What to produce ▸
Every line in the data below that holds "wooden" should be found and copied.

Dataset entries:
☆ ☆ ☆ ☆ ☆

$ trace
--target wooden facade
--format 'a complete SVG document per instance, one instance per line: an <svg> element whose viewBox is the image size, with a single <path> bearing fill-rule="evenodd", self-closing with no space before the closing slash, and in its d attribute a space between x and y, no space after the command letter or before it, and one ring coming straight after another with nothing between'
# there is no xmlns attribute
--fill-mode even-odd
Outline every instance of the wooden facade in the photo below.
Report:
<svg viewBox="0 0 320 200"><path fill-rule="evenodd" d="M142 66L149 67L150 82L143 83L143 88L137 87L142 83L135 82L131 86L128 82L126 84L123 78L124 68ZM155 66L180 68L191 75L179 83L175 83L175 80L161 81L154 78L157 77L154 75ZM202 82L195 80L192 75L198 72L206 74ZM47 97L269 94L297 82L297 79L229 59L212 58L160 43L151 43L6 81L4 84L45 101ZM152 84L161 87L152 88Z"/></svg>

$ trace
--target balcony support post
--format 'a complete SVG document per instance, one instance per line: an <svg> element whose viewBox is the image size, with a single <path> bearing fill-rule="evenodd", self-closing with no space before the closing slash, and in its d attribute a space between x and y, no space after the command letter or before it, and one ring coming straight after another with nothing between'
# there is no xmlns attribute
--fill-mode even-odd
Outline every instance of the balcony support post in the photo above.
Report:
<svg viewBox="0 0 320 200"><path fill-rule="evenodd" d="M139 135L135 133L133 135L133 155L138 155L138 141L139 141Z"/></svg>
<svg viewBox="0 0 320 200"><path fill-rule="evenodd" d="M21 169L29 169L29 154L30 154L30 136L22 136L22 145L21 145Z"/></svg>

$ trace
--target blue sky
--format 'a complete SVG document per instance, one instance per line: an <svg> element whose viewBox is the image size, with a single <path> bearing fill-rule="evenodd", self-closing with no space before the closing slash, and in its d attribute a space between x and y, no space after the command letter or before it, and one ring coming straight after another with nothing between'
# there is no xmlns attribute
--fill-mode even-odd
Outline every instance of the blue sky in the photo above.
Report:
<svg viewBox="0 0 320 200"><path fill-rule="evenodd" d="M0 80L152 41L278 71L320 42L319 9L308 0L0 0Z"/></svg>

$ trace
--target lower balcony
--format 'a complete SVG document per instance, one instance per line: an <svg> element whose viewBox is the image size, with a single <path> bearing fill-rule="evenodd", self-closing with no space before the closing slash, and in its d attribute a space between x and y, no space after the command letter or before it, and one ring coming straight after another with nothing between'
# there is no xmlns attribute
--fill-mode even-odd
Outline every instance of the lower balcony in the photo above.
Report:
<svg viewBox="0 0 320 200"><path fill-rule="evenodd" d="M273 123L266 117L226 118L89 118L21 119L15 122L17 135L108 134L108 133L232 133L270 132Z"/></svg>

☆ ☆ ☆ ☆ ☆

Result of the exercise ▸
--target wooden facade
Outline every instance of the wooden facade in the photo below.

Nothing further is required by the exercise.